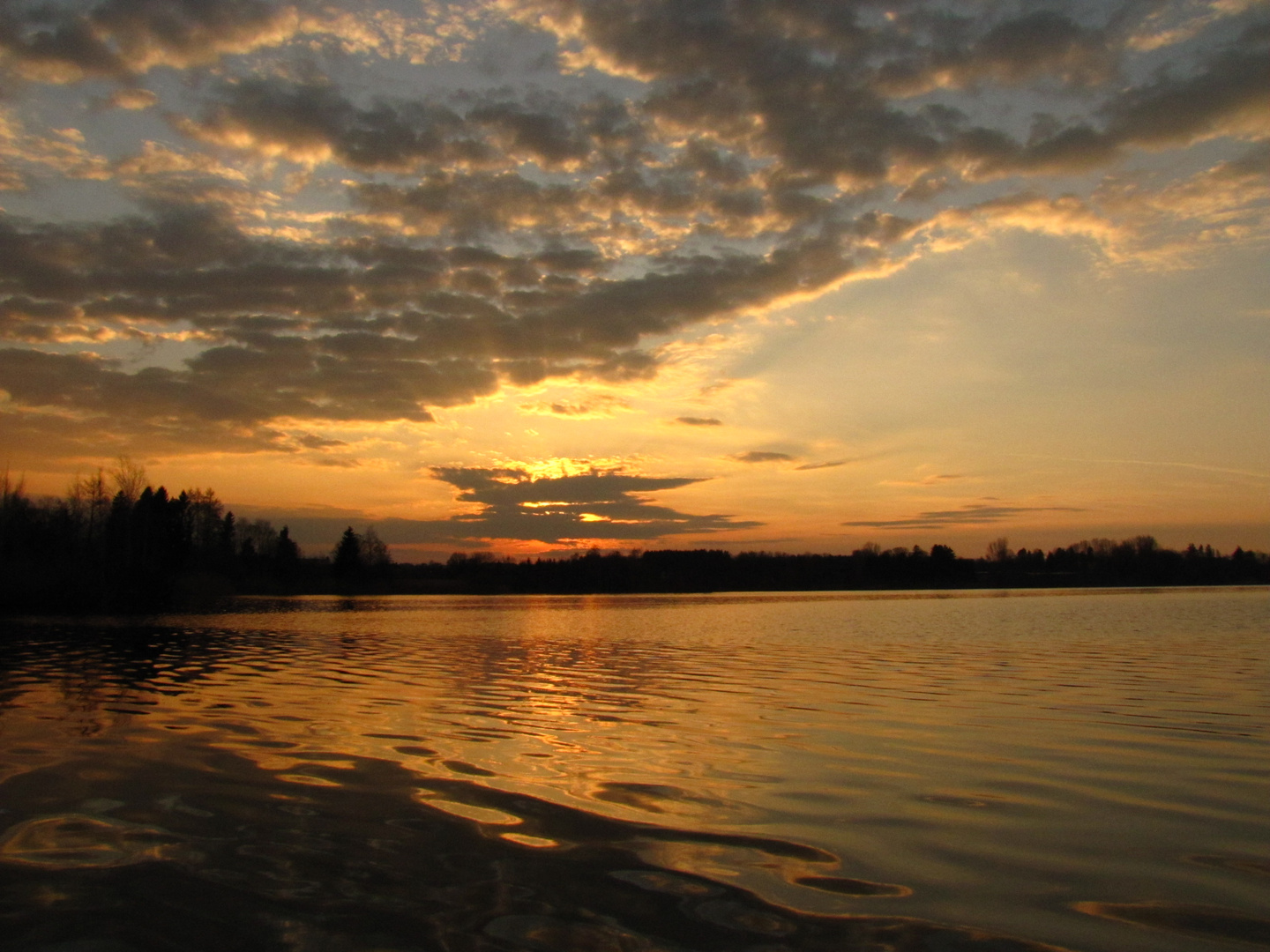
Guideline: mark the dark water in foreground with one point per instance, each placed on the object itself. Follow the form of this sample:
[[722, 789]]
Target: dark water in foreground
[[640, 773]]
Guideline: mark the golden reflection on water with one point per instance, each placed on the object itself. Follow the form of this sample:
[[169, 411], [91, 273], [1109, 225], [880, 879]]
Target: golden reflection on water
[[1039, 766]]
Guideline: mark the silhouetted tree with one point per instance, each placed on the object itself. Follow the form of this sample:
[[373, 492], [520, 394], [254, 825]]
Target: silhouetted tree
[[347, 556]]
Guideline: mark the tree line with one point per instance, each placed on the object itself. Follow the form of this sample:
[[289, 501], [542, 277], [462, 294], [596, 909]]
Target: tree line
[[115, 542]]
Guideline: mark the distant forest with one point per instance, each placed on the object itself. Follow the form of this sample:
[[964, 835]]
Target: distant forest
[[113, 542]]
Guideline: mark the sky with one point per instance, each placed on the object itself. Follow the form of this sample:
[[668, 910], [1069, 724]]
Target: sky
[[530, 276]]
================================
■ **JOB**
Could you render the items, from their start up to and including the line with "[[1039, 766]]", as a Markdown table with the columns Row and Content, one numbered row per line, leaving out blank lines and pictures?

■ **TASK RESULT**
| Row | Content |
|---|---|
| 1 | Guideline: mark the dark water in foreground with one point per instance, each placed on the object itself. Follow the form of this sample: |
| 2 | [[722, 789]] |
| 3 | Target: dark water in foreground |
| 4 | [[640, 773]] |
| 5 | Guideline: mark the golden reflection on water with one point per instance, each placed on the object itself. Follow the form of this sample: |
| 6 | [[169, 411], [91, 273], [1109, 225], [880, 879]] |
| 7 | Target: golden reflection on water |
| 8 | [[1039, 766]] |